DATA SECTION
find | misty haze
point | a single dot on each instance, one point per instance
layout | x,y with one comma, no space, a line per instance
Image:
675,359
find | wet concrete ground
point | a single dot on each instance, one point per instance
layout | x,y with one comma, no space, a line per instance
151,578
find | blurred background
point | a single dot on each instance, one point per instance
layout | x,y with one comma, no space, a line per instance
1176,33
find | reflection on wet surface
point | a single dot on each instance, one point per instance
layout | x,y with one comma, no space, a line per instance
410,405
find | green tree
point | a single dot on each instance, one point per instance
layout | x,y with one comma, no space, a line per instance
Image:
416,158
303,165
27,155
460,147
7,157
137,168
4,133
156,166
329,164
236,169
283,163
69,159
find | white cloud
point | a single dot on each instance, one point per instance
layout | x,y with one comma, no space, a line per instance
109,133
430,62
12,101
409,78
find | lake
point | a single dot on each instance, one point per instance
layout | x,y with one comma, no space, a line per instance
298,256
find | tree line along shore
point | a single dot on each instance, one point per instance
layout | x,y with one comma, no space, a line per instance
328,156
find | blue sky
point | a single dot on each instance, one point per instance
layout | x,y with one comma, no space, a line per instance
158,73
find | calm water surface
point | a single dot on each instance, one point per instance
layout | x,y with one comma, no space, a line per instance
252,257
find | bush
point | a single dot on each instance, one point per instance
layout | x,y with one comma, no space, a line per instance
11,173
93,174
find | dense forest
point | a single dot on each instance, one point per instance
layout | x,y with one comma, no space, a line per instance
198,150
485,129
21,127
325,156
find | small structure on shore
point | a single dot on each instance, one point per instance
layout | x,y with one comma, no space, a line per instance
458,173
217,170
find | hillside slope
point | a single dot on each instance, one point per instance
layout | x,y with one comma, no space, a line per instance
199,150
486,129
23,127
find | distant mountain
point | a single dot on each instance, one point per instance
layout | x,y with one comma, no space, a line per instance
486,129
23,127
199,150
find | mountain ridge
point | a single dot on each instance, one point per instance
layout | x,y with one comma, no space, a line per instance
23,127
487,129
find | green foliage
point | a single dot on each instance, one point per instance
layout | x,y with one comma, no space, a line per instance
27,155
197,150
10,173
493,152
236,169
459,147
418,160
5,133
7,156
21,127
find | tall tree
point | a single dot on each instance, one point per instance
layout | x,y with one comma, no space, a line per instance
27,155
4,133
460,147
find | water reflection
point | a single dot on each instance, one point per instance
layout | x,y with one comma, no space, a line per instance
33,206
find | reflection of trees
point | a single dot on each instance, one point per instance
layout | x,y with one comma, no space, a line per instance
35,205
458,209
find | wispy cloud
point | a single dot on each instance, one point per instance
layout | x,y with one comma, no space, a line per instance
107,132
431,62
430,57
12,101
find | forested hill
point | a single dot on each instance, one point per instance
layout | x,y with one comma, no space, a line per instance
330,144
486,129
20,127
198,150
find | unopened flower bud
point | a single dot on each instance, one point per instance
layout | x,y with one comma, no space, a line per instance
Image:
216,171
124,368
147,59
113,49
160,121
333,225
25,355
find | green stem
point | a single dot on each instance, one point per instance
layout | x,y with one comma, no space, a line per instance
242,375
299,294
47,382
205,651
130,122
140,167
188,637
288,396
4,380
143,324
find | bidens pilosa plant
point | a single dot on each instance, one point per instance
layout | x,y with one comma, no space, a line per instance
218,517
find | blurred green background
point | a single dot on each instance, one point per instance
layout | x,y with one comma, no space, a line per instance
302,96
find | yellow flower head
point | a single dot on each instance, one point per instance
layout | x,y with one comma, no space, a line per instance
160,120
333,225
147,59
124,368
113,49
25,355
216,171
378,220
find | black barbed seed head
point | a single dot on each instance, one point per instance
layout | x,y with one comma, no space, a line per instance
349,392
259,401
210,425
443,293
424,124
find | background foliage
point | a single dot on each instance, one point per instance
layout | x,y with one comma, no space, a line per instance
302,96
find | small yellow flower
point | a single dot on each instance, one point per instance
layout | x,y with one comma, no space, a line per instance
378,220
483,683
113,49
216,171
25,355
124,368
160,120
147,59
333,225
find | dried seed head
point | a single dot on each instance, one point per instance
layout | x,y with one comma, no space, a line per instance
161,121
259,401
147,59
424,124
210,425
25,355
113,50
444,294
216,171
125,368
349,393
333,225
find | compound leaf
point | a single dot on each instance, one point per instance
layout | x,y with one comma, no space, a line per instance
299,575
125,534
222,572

WHAT YOU ARE ASKED TO DO
Write out the data exactly as it stands.

TASK ANSWER
find | misty haze
point | a single dot on each instance, one point per instance
layout | x,y with one comma, no space, a line per instance
Image:
675,359
find | wet concrete ground
point | a single dot on each instance, one point per instance
layout | x,y with one comma, no space, a line per instance
151,578
find | blurred background
point | a single dot on each instance, one point per instance
layout | x,y with one comma, no space, a line per instance
1176,33
find | reflection on wet surface
point | a single dot on each instance, one point per instance
layout | x,y with one comma, no space, a line per instance
410,405
find | green tree
point | a single dot on each instance, one point per instance
layout | x,y with one comma, no space, a line per instance
Image:
416,158
303,165
27,155
460,147
7,157
137,168
4,133
156,166
329,164
236,169
283,163
69,159
find | white cloud
point | a single dot on each instance, one point per instance
layout | x,y with one comma, no space, a line per instance
109,133
430,62
12,101
409,78
find | lake
point | a single dot on each instance, one point per instance
layout | x,y with one comma, no space, a line per instance
298,256
find | tree line along shore
point | a single dot on each instance, one point per instance
layout | x,y with one comma, no space, a line per instance
328,156
find | blue sky
point | a single dot on each instance, one point per instance
layout | x,y with one comma, no space, a line per instance
158,73
find | calm water surface
point | a single dot on each instance, one point per instance
layout | x,y with one comma, no space, a line per instance
252,257
find | bush
point | a single dot on each instance, one point per instance
layout | x,y with one comma, no space, a line per instance
11,173
93,174
find | dense forest
point | a single dot on each instance, one point per instance
layout | x,y with one comma, no space, a line per instance
198,150
485,129
21,127
325,156
find | small structure on shore
point | a single dot on each instance, one point per instance
layout | x,y with one comma, no space, a line per instance
458,173
217,170
find | hillside slope
point | a single dot on each instance, one point per instance
layout | x,y with one comma, no space, a line per instance
199,150
486,129
23,127
find | distant mountain
point | a single dot on each instance, one point per instance
layout | x,y with one comma, no space, a line per instance
486,129
23,127
199,150
find | mountain ridge
point | a single dot on each instance, one point per instance
layout | x,y with one comma, no space, a line per instance
23,127
487,129
find | green foliage
point | a single dot on each instance, one point per instance
layout | x,y with one comma, no space, a line per instance
27,155
197,150
10,173
493,152
236,169
459,147
418,160
5,133
7,156
21,127
find | tall tree
point | a single dot on each instance, one point per instance
layout | x,y with one comma, no space, a line per instance
27,155
4,133
460,147
find | water reflection
point | a single dot on each instance, one point per instance
layout | x,y with one comma, no space, a line per instance
33,206
find | reflection of trees
point | a single dot on each instance, one point per instance
layout | x,y with one comma, no space, a line per instance
35,205
458,209
find | wispy cloud
point | a single dot on each instance, one point per instance
layout | x,y with one comma, no space, a line per instance
107,132
431,62
430,57
12,101
find | forested hill
point | a single dot on each instance, one point per instance
layout | x,y with one comma, no space, a line per instance
330,144
486,129
20,127
198,150
find | unopened flower bud
point | a single dot on each instance, one point per instance
layout | x,y with one comma, no space, a line per instance
Image:
216,171
124,368
147,59
113,49
160,121
333,225
25,355
find | green stem
point | a single dot on each instance, one point per instance
layout | x,y with one comma, no space, a line per instance
242,375
299,294
47,382
205,651
130,122
140,167
188,637
288,396
4,380
143,324
find | bidens pilosa plant
point | a single dot on each instance, one point per instance
layout | x,y with one comma, no space, a line per instance
218,517
find | blurred green background
point | a single dot on each instance, one point per instance
layout | x,y with one comma, no space, a line per instance
302,96
find | yellow flower head
point | a single dot on each instance, one point per instance
layout | x,y with one comma, no space, a line per instance
160,120
333,225
147,59
124,368
113,49
25,355
216,171
378,220
find | black barbed seed head
point | a single dot on each instance, one point per instance
layout | x,y with one comma, no space, a line per instance
349,392
259,401
210,425
443,293
424,124
find | background foliage
point | a single dot on each instance, one point per instance
layout | x,y with one comma, no space, a line per instance
302,96
find | small yellow flower
point | a single dot on each instance, one point per instance
layout | x,y with one comma, no space, a line per instance
378,220
483,683
113,49
216,171
25,355
124,368
160,120
147,59
333,225
find | dried seed head
point | a single dot on each instance, one point per instance
layout | x,y with one comma, no space, a line per instance
161,121
259,401
147,59
424,124
210,425
25,355
113,50
444,294
216,171
125,368
349,393
333,225
find | compound leaf
point | a single dot on each instance, one point per instance
layout | x,y with one comma, no space, a line per instance
299,575
125,534
222,572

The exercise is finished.